WHAT THE TASK ASKS
Lines outside the range are not wanted. Give again exactly the lines between the line holding "[tag] one dot per instance, sample [144,3]." and the line holding "Target: grass lawn", inclusive, from the listing below.
---- EXTRACTED ENTRIES
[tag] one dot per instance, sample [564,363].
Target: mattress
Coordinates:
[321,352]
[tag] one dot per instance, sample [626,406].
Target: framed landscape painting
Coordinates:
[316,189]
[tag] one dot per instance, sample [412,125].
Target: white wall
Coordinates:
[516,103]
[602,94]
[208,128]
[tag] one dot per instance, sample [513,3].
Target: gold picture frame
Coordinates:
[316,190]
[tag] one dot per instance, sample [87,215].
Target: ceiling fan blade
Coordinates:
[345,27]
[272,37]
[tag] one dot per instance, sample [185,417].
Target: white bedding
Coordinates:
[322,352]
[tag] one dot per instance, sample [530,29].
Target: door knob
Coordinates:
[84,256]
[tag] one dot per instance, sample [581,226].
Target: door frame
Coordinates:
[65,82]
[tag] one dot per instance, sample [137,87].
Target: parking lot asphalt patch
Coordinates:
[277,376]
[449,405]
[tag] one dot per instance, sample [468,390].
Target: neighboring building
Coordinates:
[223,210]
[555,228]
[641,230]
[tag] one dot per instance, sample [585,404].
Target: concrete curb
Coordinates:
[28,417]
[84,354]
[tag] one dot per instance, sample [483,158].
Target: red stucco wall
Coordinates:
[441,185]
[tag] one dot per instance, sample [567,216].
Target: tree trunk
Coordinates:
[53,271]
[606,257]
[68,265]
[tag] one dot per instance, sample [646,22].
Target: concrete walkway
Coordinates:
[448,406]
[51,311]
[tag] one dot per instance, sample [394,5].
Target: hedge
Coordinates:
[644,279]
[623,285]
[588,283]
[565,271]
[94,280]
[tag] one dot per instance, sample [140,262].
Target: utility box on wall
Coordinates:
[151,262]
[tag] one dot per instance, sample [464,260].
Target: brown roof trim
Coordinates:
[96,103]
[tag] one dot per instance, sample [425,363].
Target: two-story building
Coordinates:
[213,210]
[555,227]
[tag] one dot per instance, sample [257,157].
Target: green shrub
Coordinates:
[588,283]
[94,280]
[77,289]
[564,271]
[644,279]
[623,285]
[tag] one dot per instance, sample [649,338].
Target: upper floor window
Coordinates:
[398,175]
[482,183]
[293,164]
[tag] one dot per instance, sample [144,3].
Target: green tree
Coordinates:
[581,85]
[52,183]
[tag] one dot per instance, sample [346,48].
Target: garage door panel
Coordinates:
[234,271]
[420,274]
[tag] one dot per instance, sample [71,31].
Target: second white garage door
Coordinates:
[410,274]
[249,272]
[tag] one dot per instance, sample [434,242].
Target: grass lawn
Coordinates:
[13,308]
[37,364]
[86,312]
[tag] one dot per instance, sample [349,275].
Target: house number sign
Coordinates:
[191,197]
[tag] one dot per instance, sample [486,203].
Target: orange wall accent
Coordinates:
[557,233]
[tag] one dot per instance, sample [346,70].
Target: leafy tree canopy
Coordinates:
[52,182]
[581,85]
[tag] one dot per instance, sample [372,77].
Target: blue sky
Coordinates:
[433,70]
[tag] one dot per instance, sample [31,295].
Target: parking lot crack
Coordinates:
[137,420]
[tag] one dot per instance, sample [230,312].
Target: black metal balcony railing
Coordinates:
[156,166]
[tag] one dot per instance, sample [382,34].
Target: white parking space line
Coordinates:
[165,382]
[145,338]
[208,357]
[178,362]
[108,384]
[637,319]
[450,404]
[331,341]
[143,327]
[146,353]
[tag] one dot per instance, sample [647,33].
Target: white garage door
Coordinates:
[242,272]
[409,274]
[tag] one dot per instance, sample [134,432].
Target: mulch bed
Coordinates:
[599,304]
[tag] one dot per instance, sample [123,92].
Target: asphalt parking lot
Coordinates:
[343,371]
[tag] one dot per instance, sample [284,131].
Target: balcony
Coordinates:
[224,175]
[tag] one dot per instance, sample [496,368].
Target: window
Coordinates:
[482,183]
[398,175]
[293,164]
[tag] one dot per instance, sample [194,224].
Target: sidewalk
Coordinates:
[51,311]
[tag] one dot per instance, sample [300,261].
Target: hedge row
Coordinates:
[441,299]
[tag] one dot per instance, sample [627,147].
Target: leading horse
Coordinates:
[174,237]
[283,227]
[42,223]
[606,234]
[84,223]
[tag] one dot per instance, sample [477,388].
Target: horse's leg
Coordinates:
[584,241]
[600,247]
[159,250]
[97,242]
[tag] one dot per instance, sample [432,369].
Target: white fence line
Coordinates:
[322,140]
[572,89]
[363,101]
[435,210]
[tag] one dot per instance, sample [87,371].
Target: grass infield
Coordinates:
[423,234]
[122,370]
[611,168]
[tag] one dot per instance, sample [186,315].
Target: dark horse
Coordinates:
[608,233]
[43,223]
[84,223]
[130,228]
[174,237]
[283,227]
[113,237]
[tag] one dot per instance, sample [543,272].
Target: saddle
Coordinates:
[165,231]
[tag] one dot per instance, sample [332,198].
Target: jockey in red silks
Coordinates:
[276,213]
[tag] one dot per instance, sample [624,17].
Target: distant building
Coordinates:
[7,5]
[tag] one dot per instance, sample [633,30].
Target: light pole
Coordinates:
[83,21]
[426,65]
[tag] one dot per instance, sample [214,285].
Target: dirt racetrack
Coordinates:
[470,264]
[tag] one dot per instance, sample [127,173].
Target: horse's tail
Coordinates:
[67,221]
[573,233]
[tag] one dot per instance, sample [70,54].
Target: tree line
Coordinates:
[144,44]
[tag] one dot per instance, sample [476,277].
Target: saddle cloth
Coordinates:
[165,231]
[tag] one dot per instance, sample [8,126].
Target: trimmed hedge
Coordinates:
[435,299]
--------
OUTPUT OF THE TASK
[tag] one dot per instance, sample [144,3].
Target: green tree
Coordinates:
[581,85]
[52,183]
[tag] one dot per instance, sample [346,48].
Target: garage door panel
Coordinates:
[234,271]
[420,274]
[tag] one dot per instance, sample [71,31].
Target: second white garage door
Coordinates:
[410,274]
[249,272]
[tag] one dot per instance, sample [434,242].
Target: grass lawn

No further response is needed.